======== INPUT ROWS ========

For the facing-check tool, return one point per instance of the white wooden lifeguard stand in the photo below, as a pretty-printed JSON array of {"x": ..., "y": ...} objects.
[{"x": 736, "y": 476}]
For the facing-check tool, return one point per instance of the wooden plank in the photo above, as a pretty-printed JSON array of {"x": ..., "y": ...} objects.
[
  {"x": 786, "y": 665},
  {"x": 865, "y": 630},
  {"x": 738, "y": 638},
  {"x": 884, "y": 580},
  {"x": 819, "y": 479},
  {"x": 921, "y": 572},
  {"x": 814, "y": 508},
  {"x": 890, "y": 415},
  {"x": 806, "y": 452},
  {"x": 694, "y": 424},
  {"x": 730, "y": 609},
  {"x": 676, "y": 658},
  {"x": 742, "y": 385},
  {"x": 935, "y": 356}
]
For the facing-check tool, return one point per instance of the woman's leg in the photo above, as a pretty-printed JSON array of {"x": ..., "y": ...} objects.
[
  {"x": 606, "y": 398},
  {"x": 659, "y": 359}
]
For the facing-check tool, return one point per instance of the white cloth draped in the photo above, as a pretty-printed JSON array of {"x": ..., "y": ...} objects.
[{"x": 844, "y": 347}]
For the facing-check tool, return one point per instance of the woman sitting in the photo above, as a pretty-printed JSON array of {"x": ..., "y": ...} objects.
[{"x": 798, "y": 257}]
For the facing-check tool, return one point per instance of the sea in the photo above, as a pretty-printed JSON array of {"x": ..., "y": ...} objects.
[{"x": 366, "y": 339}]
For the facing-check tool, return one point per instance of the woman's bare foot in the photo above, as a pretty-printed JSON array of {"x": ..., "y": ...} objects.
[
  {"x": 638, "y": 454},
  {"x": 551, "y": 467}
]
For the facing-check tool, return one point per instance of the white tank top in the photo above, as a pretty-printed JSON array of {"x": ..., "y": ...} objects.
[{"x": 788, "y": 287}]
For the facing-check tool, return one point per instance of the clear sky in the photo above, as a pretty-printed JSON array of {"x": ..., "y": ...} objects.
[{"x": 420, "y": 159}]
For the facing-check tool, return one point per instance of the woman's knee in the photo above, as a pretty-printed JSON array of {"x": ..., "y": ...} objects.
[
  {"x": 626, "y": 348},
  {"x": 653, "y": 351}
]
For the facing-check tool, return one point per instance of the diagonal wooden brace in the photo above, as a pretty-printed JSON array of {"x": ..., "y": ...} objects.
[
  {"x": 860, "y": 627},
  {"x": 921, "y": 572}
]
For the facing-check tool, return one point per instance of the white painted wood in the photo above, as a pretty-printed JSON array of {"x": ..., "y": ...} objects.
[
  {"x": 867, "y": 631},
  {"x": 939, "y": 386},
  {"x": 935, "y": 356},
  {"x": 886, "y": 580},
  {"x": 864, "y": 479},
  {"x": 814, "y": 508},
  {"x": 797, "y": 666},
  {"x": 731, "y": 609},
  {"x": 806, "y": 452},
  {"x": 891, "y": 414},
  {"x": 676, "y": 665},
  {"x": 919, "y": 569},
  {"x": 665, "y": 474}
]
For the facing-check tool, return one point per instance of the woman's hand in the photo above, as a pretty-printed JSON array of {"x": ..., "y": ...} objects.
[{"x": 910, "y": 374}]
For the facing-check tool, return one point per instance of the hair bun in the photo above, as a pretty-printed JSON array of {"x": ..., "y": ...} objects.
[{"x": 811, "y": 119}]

========

— GIVEN PROBLEM —
Using the listing above, retype each line exactly.

— FINISHED TASK —
For the facing-check tool, return one point per instance of the white wooden lifeguard stand in the photo below, as a pretty-printed JSON array of {"x": ..., "y": ...} objects.
[{"x": 736, "y": 476}]
For the facing-check tool, return one point per instance of the wooden plank in the photo above, as a pretty-printed JSON array of {"x": ..., "y": ...} objects.
[
  {"x": 786, "y": 665},
  {"x": 865, "y": 630},
  {"x": 738, "y": 638},
  {"x": 884, "y": 580},
  {"x": 819, "y": 479},
  {"x": 921, "y": 572},
  {"x": 814, "y": 508},
  {"x": 890, "y": 415},
  {"x": 806, "y": 452},
  {"x": 694, "y": 424},
  {"x": 730, "y": 609},
  {"x": 676, "y": 658},
  {"x": 742, "y": 385},
  {"x": 935, "y": 356}
]
For the facing-check tool, return one point per instance of the woman's leg in the photo above, as a pretty-printed JSON array of {"x": ..., "y": ...} objects.
[
  {"x": 606, "y": 398},
  {"x": 659, "y": 359}
]
For the facing-check tool, return one point per instance of the white cloth draped in the photo above, as a pretty-printed JSON array of {"x": ..., "y": ...} objects.
[{"x": 844, "y": 347}]
For the facing-check tool, return one point per instance of the woman sitting in the photo above, as a pretty-printed JSON array of {"x": ..., "y": ...} objects.
[{"x": 798, "y": 257}]
For the facing-check tool, return one point per instance of the sea in the photo above, as a pretty-printed JSON array of {"x": ..., "y": ...} objects.
[{"x": 366, "y": 339}]
For the facing-check tool, return one point per instance of the woman's bare foot in the photo above, as a pretty-printed JSON array of {"x": ..., "y": ...} objects.
[
  {"x": 638, "y": 454},
  {"x": 551, "y": 467}
]
For the facing-check tool, return one point per instance of the white tank top in the photo above, as a pretty-printed JSON array of {"x": ..., "y": ...} objects.
[{"x": 788, "y": 287}]
For the facing-check tool, return one point per instance of the clear sky in the photo above, as a pretty-printed JSON array of {"x": ..., "y": ...} objects.
[{"x": 420, "y": 159}]
For the facing-check tool, return one point per instance of the woman's knee in the photo above, as a pretty-printed JSON array of {"x": ..., "y": ...} objects.
[
  {"x": 626, "y": 348},
  {"x": 653, "y": 351}
]
For the facing-check tool, return one point per instance of the diagonal wooden brace in the photo above, as a pretty-printed JSON array of {"x": ..., "y": ...} objects.
[
  {"x": 860, "y": 627},
  {"x": 921, "y": 572}
]
For the facing-check tool, return one point per instance of the white painted wood in the photo above, as a pretty-printed JSON array of {"x": ..., "y": ...} objects.
[
  {"x": 867, "y": 631},
  {"x": 939, "y": 386},
  {"x": 935, "y": 356},
  {"x": 886, "y": 580},
  {"x": 864, "y": 479},
  {"x": 814, "y": 508},
  {"x": 797, "y": 666},
  {"x": 731, "y": 609},
  {"x": 806, "y": 452},
  {"x": 891, "y": 414},
  {"x": 676, "y": 665},
  {"x": 919, "y": 569},
  {"x": 665, "y": 474}
]
For the facing-check tool, return one point per instance of the woman's hand in the photo above, as a pretty-printed JSON array of {"x": ..., "y": ...} objects.
[{"x": 910, "y": 374}]
For the facing-check tool, return one point per instance of the hair bun in the photo above, as a pretty-printed JSON array of {"x": ..., "y": ...} objects.
[{"x": 811, "y": 119}]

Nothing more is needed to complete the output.